(Beginning of SOURCE DOCUMENT)

Remember when Republicans found insurance company bailouts outrageous? Good, because the Republicans don’t.
On Friday, the Obama Administration announced proposed payment rates for Medicare Advantage plans, the private insurance option within Medicare. The federal government pays insurers a fixed fee for each senior they enroll. The program's goal is to provide seniors with more options and, ideally, foster competition that will lead to better management of care both within the traditional program and for those who get private insurance instead. But, for a long time, experts have said the federal government is actually paying the insurers too much—in other words, more than it costs to provide the same coverage through traditional Medicare.
In the late 1990s, when the program was known as "Medicare+Choice," the Clinton Administration attempted to rectify this by reducing insurer fees. But experts subsequently found the government was still paying the plans too much, so the Obama Administration and its allies included additional Medicare Advantage cuts in the Affordable Care Act—leaving discretion over the exact rates to the Department of Health and Human Services and its actuaries. On Friday, HHS revealed its calculations for next year’s rates, based in part on projections for how health care spending for the country as a whole is changing.

(End of SOURCE DOCUMENT)
(Beginning of SUPPLIED ENTRIES)

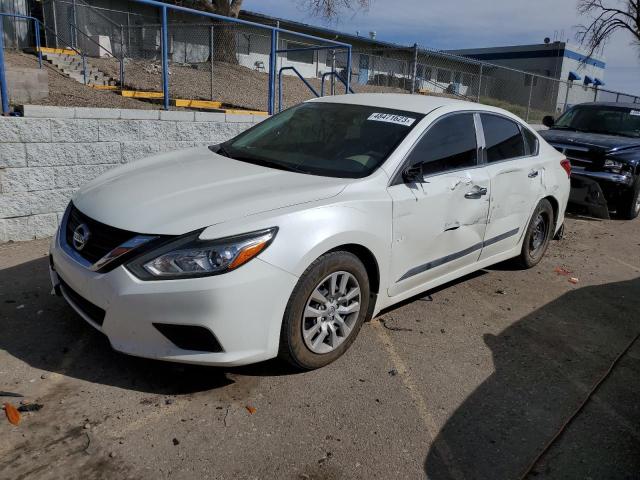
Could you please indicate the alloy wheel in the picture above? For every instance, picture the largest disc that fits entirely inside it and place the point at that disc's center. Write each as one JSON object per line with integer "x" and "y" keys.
{"x": 539, "y": 236}
{"x": 331, "y": 312}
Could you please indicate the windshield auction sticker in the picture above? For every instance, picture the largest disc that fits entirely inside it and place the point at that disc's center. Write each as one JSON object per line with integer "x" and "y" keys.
{"x": 391, "y": 118}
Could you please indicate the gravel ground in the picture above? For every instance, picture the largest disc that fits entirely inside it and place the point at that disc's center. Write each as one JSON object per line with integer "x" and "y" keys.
{"x": 66, "y": 92}
{"x": 469, "y": 382}
{"x": 233, "y": 85}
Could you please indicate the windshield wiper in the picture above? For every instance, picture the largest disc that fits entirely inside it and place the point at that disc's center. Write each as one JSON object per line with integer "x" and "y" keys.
{"x": 263, "y": 162}
{"x": 220, "y": 150}
{"x": 609, "y": 132}
{"x": 566, "y": 127}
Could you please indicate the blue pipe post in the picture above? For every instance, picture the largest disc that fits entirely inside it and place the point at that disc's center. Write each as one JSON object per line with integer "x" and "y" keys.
{"x": 271, "y": 101}
{"x": 347, "y": 83}
{"x": 36, "y": 25}
{"x": 3, "y": 79}
{"x": 165, "y": 59}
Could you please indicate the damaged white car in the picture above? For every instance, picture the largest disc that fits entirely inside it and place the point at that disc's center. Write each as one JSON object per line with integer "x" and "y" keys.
{"x": 285, "y": 239}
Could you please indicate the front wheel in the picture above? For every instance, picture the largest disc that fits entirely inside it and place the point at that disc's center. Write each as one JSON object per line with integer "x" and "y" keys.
{"x": 538, "y": 235}
{"x": 629, "y": 207}
{"x": 325, "y": 311}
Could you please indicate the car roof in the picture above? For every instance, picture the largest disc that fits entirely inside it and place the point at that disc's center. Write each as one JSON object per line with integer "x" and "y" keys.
{"x": 400, "y": 101}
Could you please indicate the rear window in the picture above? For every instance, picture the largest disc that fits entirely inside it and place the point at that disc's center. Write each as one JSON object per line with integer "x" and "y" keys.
{"x": 502, "y": 137}
{"x": 329, "y": 139}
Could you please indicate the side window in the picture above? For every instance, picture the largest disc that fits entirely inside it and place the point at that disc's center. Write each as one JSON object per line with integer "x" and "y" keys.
{"x": 450, "y": 144}
{"x": 502, "y": 137}
{"x": 531, "y": 141}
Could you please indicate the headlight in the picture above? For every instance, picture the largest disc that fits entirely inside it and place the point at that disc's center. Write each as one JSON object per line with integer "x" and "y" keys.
{"x": 190, "y": 257}
{"x": 613, "y": 165}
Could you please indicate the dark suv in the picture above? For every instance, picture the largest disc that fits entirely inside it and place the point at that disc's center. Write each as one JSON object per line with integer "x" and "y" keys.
{"x": 602, "y": 141}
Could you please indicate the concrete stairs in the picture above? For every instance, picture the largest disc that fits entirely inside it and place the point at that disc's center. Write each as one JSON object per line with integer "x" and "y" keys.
{"x": 71, "y": 66}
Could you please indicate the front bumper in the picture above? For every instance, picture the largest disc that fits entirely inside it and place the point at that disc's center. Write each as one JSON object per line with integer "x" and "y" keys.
{"x": 243, "y": 309}
{"x": 597, "y": 191}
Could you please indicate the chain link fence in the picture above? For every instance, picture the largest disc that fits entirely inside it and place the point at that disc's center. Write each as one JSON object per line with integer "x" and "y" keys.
{"x": 212, "y": 63}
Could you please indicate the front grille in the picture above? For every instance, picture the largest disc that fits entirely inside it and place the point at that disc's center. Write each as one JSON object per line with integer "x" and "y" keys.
{"x": 95, "y": 313}
{"x": 102, "y": 238}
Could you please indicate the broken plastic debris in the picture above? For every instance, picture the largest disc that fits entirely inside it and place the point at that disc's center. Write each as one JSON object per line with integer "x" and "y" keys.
{"x": 12, "y": 414}
{"x": 30, "y": 407}
{"x": 10, "y": 394}
{"x": 562, "y": 271}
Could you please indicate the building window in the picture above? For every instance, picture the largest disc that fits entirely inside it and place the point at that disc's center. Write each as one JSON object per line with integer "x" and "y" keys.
{"x": 301, "y": 56}
{"x": 443, "y": 76}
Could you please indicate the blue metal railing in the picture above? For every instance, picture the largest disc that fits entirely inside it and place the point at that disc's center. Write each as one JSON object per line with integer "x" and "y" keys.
{"x": 309, "y": 86}
{"x": 4, "y": 91}
{"x": 164, "y": 8}
{"x": 336, "y": 75}
{"x": 164, "y": 46}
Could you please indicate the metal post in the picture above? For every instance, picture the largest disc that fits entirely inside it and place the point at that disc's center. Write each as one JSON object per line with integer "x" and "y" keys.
{"x": 271, "y": 100}
{"x": 333, "y": 70}
{"x": 165, "y": 59}
{"x": 348, "y": 79}
{"x": 3, "y": 79}
{"x": 480, "y": 82}
{"x": 122, "y": 55}
{"x": 529, "y": 101}
{"x": 128, "y": 33}
{"x": 211, "y": 57}
{"x": 414, "y": 72}
{"x": 55, "y": 24}
{"x": 36, "y": 26}
{"x": 74, "y": 34}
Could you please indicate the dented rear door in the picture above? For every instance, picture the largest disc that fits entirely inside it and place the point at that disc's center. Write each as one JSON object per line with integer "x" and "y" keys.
{"x": 516, "y": 183}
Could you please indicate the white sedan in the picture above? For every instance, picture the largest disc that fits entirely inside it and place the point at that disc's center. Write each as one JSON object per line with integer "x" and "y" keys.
{"x": 285, "y": 239}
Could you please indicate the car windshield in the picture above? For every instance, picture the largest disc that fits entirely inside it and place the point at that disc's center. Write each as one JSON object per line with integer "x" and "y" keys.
{"x": 328, "y": 139}
{"x": 611, "y": 120}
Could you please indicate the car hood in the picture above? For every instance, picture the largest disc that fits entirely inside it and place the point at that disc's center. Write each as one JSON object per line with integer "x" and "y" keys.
{"x": 178, "y": 192}
{"x": 597, "y": 141}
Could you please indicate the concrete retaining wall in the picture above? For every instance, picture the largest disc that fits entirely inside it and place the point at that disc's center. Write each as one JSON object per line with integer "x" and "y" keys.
{"x": 50, "y": 152}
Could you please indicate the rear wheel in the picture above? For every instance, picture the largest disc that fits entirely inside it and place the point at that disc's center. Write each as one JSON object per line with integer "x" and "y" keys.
{"x": 325, "y": 311}
{"x": 629, "y": 207}
{"x": 538, "y": 234}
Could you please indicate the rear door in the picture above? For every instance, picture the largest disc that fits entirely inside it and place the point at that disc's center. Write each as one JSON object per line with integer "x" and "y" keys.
{"x": 439, "y": 225}
{"x": 516, "y": 172}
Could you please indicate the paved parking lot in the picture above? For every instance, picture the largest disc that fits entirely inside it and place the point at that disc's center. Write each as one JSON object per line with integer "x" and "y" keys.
{"x": 470, "y": 382}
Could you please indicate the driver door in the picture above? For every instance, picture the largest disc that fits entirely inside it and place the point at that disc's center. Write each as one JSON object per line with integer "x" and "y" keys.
{"x": 439, "y": 224}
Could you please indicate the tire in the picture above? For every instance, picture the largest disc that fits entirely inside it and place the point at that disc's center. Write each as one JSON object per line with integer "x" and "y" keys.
{"x": 320, "y": 348}
{"x": 629, "y": 207}
{"x": 538, "y": 235}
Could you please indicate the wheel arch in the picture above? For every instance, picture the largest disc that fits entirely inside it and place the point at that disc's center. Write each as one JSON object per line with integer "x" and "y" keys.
{"x": 367, "y": 258}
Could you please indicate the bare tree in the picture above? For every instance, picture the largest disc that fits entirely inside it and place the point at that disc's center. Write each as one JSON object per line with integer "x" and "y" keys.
{"x": 331, "y": 9}
{"x": 225, "y": 42}
{"x": 608, "y": 17}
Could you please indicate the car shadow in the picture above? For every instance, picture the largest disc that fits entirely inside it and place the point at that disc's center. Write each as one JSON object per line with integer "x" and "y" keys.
{"x": 41, "y": 330}
{"x": 545, "y": 364}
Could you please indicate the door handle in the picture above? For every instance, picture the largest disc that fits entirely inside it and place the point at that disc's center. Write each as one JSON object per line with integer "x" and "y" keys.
{"x": 477, "y": 192}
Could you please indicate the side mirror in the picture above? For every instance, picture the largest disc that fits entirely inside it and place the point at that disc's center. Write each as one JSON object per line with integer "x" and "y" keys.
{"x": 413, "y": 174}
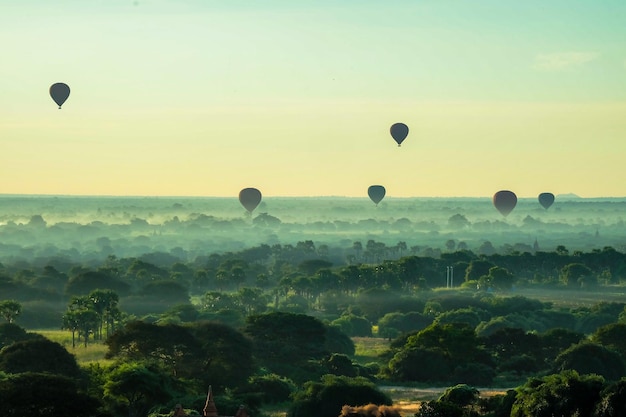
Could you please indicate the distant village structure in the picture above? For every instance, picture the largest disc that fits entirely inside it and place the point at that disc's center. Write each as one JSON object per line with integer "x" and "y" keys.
{"x": 210, "y": 410}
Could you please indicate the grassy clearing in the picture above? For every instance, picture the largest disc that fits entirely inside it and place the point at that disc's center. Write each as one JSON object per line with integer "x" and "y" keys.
{"x": 94, "y": 352}
{"x": 369, "y": 349}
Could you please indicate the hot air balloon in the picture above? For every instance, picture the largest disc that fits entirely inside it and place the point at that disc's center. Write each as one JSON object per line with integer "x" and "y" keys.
{"x": 399, "y": 132}
{"x": 250, "y": 198}
{"x": 376, "y": 193}
{"x": 59, "y": 93}
{"x": 546, "y": 200}
{"x": 505, "y": 201}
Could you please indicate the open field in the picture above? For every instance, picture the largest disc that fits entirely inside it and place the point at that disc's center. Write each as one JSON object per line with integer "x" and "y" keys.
{"x": 94, "y": 352}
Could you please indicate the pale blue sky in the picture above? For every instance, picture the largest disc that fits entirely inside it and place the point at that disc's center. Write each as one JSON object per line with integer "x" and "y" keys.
{"x": 296, "y": 98}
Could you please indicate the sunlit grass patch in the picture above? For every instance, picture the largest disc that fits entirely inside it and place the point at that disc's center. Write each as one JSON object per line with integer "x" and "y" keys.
{"x": 369, "y": 349}
{"x": 93, "y": 352}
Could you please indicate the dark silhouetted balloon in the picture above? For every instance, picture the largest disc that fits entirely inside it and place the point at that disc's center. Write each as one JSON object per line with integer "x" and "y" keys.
{"x": 546, "y": 200}
{"x": 59, "y": 93}
{"x": 376, "y": 193}
{"x": 505, "y": 201}
{"x": 399, "y": 132}
{"x": 250, "y": 198}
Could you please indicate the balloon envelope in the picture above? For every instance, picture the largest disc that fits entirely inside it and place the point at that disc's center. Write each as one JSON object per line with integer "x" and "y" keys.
{"x": 505, "y": 201}
{"x": 399, "y": 132}
{"x": 59, "y": 93}
{"x": 376, "y": 193}
{"x": 250, "y": 198}
{"x": 546, "y": 200}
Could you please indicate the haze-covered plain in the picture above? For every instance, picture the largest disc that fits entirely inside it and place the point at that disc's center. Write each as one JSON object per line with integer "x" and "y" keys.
{"x": 81, "y": 229}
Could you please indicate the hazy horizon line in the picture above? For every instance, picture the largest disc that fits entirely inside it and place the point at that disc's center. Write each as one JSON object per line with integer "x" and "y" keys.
{"x": 388, "y": 197}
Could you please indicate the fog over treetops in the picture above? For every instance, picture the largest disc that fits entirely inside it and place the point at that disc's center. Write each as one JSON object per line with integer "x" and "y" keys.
{"x": 95, "y": 227}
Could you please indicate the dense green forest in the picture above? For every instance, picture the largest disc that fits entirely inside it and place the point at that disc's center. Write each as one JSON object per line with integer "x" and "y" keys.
{"x": 272, "y": 310}
{"x": 275, "y": 324}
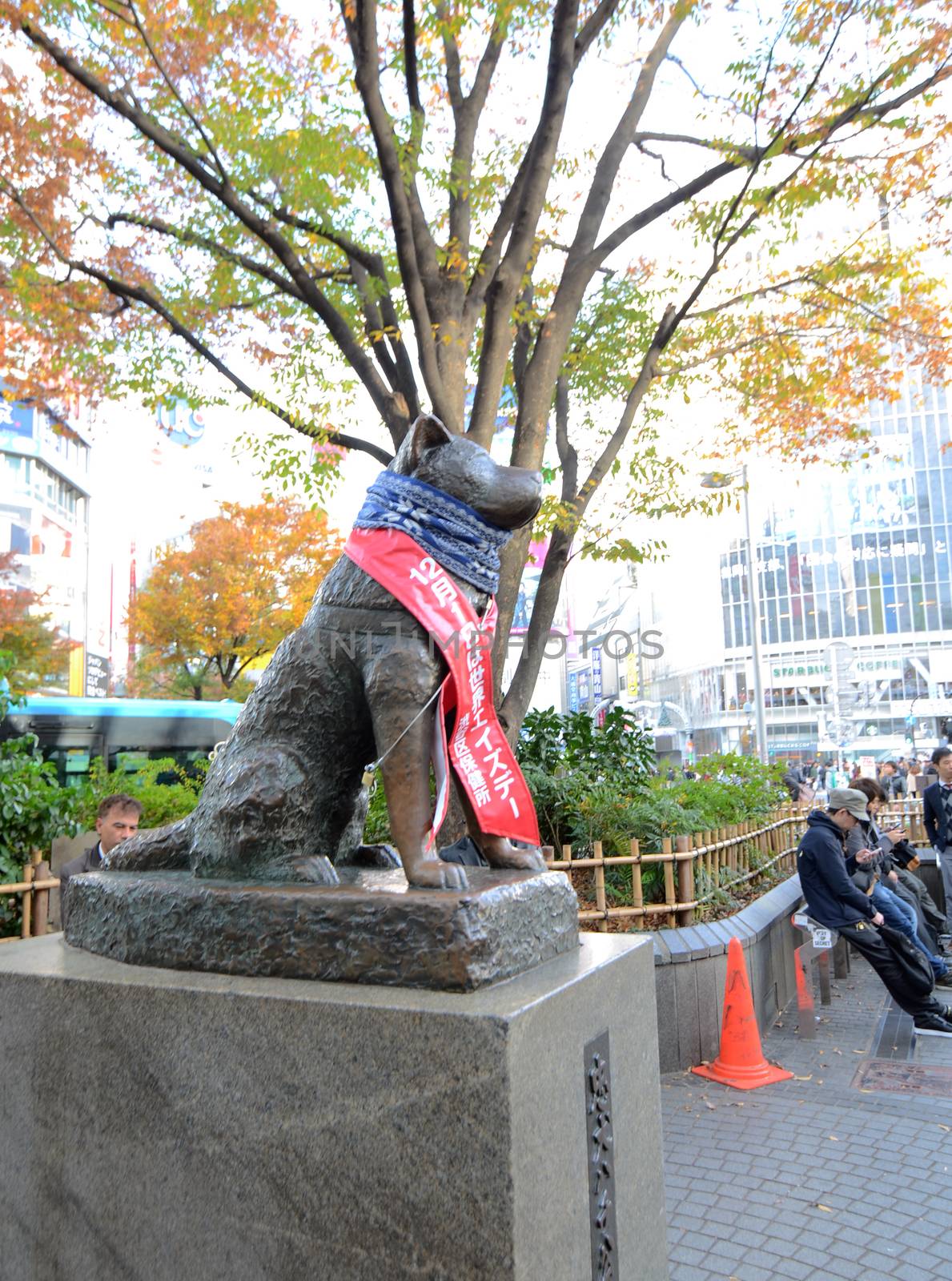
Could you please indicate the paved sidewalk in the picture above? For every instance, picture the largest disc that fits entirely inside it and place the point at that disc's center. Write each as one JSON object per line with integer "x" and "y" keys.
{"x": 817, "y": 1178}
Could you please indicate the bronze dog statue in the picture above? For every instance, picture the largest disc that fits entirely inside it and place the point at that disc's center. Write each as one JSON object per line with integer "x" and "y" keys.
{"x": 283, "y": 797}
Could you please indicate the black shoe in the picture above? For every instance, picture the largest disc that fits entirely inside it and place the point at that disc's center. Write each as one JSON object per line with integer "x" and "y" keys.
{"x": 930, "y": 1025}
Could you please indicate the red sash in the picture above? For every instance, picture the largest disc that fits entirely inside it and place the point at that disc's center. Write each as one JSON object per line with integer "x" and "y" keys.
{"x": 478, "y": 749}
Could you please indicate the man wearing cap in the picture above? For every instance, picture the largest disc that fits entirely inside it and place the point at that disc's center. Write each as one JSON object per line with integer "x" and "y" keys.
{"x": 836, "y": 902}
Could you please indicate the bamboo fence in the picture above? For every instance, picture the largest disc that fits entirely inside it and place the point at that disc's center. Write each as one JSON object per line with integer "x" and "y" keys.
{"x": 714, "y": 861}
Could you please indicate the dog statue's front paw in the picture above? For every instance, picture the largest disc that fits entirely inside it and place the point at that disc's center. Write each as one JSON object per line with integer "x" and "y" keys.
{"x": 435, "y": 874}
{"x": 317, "y": 869}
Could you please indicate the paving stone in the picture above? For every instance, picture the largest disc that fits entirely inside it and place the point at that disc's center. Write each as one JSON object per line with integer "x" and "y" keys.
{"x": 746, "y": 1175}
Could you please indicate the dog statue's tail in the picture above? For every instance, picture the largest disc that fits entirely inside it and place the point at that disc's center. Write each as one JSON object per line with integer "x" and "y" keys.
{"x": 162, "y": 849}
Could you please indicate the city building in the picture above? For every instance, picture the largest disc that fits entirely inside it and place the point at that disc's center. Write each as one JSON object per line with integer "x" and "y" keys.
{"x": 854, "y": 593}
{"x": 44, "y": 509}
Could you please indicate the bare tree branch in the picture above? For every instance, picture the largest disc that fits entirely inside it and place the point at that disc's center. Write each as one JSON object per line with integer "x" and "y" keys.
{"x": 131, "y": 292}
{"x": 264, "y": 231}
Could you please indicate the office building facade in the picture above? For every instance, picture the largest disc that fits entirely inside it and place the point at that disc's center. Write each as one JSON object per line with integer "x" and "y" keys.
{"x": 855, "y": 600}
{"x": 44, "y": 509}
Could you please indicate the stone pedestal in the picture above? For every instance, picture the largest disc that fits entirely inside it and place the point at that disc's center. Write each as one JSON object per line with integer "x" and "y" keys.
{"x": 160, "y": 1125}
{"x": 372, "y": 928}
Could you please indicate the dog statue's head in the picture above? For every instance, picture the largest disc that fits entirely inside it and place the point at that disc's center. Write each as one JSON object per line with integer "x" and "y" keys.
{"x": 509, "y": 497}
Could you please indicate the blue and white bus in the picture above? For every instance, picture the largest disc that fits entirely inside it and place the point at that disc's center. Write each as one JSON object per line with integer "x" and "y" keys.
{"x": 127, "y": 732}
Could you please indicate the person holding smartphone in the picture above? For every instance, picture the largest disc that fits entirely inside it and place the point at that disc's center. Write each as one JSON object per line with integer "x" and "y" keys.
{"x": 836, "y": 902}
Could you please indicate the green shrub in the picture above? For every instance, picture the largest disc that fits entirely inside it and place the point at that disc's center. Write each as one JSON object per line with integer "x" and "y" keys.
{"x": 582, "y": 777}
{"x": 34, "y": 809}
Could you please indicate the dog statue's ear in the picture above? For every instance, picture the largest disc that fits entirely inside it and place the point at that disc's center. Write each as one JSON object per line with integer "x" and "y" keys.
{"x": 427, "y": 433}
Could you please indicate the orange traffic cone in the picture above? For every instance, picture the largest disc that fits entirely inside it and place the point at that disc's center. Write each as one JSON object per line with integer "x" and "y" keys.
{"x": 741, "y": 1060}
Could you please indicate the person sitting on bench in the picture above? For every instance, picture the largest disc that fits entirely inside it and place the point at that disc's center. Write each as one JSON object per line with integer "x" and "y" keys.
{"x": 836, "y": 902}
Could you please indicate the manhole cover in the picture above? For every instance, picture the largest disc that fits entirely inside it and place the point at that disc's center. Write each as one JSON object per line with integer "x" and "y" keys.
{"x": 897, "y": 1078}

(End of SUPPLIED ENTRIES)

ACTIONS TO TAKE –
**a)** According to the passage on Medicare Advantage payments, why did the Obama Administration and its allies put additional Medicare Advantage cuts into the Affordable Care Act?
**b)** In the passage on Medicare Advantage payments, what was the program called in the late 1990s?

ANSWER LIST –
**a)** Even after the Clinton Administration had reduced insurer fees in the late 1990s, experts found that the government was still paying the plans too much. The additional cuts were meant to address that continued overpayment.

**b)** It was known as "Medicare+Choice".